EXTRACTED TEXT:
<<<<
From these statements, we infer that GE requests that we withdraw
the original NPRM. We do not agree. We have evaluated the unsafe
condition and find that sufficient data exist to demonstrate that the
environment that causes the engine flameout would likely cause engine
damage that potentially would prevent an engine from relighting. The
condition could exist on all of an airplane's engines, resulting in a
forced landing. The advisory circular referenced by the commenter
merely provides guidance. We have determined that an unsafe condition
exists, and the appropriate vehicle for correcting an unsafe condition
is an AD. We have not changed the supplemental NPRM regarding this
issue.
Request to Delay Issuance of AD Until New Software Modification Is
Implemented
Lufthansa Technik (Lufthansa) suggests that the AD be postponed
until a new electronic control unit (ECU) software modification has
been implemented, and GE can present data to operators to show the need
to mandate the proposed procedures. Lufthansa asserts that GE did not
provide data to the airlines on how many flameout events have occurred.
Consequently, Lufthansa states that its flightcrews have not used the
procedure specified in the original NPRM. Lufthansa points out that it
is usually common sense to use the proposed procedure; therefore, it is
hard to understand why the proposed procedure will now be mandatory.
We do not agree to delay issuance of this action. We do not
consider that delaying this action until after the release of a
possible software revision is warranted. As Lufthansa points out, while
the proposed procedure might be common sense to some, most flightcrews
are not using the proposed procedure; therefore, as stated previously,
we have found that ECU software logic alone does not provide an
acceptable level of safety. We have determined that the in-flight anti-
ice activation procedures in combination with the electronic engine
control (EEC) software are necessary to mitigate the unsafe condition.
However, under the provisions of paragraph (i) of the supplemental
NPRM, we will consider requests for approval of an AMOC if sufficient
data are submitted to substantiate that the change would provide an
acceptable level of safety. We find that delaying this action would be
inappropriate in light of the identified unsafe condition, and have
made no change to this supplemental NPRM in this regard.
>>>>
EXTRACTED RECORDS:
<<<<
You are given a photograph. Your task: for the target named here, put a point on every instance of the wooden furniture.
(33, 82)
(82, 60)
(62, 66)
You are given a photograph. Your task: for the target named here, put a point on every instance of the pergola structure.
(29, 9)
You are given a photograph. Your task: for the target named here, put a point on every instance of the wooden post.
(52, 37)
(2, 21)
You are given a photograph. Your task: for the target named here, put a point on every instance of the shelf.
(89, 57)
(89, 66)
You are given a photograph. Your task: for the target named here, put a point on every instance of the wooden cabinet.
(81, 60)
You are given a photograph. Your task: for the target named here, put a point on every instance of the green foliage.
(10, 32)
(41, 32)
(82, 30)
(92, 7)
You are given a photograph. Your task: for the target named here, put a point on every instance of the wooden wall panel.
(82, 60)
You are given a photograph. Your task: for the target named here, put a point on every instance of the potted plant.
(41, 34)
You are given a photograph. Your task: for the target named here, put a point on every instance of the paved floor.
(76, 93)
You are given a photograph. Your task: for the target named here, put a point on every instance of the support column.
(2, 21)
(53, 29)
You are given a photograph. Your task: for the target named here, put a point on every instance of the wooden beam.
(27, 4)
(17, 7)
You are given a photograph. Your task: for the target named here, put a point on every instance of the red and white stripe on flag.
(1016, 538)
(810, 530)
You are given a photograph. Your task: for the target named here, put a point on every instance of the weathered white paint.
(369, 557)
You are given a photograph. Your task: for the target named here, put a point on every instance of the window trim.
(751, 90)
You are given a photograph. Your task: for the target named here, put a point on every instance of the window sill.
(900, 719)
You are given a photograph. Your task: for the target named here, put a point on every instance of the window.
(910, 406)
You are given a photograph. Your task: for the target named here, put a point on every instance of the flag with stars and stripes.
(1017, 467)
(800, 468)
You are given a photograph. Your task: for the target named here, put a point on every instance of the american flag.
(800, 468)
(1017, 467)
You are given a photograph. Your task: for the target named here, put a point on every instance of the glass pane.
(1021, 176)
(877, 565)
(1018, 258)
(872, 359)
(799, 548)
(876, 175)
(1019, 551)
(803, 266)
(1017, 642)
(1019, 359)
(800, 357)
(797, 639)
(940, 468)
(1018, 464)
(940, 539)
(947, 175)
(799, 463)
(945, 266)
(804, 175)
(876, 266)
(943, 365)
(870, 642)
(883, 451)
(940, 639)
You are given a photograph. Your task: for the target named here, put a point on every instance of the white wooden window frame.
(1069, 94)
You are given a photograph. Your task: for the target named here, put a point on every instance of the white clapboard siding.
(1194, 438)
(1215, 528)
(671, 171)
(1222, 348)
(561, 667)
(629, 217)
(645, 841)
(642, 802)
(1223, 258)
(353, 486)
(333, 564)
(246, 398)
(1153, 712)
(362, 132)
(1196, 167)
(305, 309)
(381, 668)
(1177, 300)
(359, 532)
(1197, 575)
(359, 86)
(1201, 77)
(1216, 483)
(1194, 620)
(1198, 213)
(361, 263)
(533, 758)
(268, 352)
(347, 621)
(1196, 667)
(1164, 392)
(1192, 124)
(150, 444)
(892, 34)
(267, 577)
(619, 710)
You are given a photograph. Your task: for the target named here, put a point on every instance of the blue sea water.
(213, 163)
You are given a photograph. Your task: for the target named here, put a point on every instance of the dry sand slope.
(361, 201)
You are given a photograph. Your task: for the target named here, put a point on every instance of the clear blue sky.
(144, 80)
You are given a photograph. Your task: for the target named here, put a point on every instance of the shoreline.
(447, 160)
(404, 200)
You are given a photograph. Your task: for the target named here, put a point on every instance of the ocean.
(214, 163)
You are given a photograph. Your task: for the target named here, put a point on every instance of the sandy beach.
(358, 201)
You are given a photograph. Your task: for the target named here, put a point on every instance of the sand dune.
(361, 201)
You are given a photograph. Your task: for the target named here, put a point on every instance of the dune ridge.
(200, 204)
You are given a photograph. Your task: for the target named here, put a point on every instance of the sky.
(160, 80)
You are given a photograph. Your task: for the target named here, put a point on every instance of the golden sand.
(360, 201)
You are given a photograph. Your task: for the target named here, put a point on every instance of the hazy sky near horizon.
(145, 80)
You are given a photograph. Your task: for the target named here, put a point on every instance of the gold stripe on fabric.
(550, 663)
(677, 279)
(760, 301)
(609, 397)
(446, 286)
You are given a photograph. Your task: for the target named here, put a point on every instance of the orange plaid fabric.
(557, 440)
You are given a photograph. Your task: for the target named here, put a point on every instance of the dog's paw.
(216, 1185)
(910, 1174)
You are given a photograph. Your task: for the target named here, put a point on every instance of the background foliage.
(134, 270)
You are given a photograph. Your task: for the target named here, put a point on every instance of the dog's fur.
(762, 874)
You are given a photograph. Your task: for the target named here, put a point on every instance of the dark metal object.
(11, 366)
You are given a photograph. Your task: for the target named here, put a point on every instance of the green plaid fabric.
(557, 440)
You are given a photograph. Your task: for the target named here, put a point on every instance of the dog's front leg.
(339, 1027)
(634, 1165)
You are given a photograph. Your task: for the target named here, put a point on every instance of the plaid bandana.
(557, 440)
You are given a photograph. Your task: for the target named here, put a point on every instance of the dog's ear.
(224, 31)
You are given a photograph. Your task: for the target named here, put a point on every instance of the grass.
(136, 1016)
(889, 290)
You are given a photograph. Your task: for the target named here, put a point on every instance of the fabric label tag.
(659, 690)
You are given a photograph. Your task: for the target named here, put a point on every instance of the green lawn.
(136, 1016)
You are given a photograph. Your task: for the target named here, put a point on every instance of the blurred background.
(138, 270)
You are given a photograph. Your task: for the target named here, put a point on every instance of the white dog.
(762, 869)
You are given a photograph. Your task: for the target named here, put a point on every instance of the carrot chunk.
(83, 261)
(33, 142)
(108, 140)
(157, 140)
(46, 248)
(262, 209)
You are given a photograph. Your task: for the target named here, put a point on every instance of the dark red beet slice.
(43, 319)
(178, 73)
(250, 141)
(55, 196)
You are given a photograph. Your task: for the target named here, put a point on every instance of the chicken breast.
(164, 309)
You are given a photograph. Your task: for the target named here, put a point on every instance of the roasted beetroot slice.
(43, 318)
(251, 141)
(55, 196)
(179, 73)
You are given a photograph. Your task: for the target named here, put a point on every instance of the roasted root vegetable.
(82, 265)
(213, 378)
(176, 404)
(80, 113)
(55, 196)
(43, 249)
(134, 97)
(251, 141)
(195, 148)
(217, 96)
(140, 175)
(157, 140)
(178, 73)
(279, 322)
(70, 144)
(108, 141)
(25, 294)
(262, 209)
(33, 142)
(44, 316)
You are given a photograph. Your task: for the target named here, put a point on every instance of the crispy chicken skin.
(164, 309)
>>>>
WHAT IS ASKED:
#1 Gather every line of the listing that contains the word "window".
#2 Write what comes next in the passage on the engine flameout AD, picking up after its final sentence.
The passage on the engine flameout AD and the listing were taken from different sources.

ANSWER LIST:
#1
You are given a photograph. Your task: for the target named here, put a point on every instance of the window trim.
You are given a photograph. Your task: for the target named here, put a point on every instance of the window sill.
You are given a photograph. Your task: for the target named here, put a point on every instance of the window.
You are given a photograph. Your task: for the target named here, put a point on every instance of the white wooden window frame.

#2
Request to Revise Related AD To Reduce Compliance Time
Global Supply Systems (Global) requests that we revise AD 2007-12-
07, Amendment 39-15085 (72 FR 31174, June 6, 2007), to require a much
earlier compliance time for the software update required by that AD.
That AD applies to GE Model CF6-80C2B series turbofan engines with ECUs
installed on Model 747 and 767 airplanes. Global explains that GE has
two engine software revisions to the EEC bleed scheduling, which, while
not preventing flameouts
[[Page 46870]]
from occurring, do appear to mitigate the effect. Global notes that the
later software revision is subject to AD 2007-12-07, which requires
compliance by July 10, 2012. Global reasons that software upgrades are
required only on workshop visits for unserviceability or engine change,
and with current serviceability levels, the mandatory upgrading of
current equipment is extremely slow, leading to substantial levels of
unmodified software installed on airplanes. Global asserts that, while
this problem increases pressure to introduce procedures to alleviate
the problem, it does not adequately address the improvement in safety
that would be incumbent on bringing the compliance date of AD 2007-12-
07 forward to require use of a programmed upgrade of the EEC software.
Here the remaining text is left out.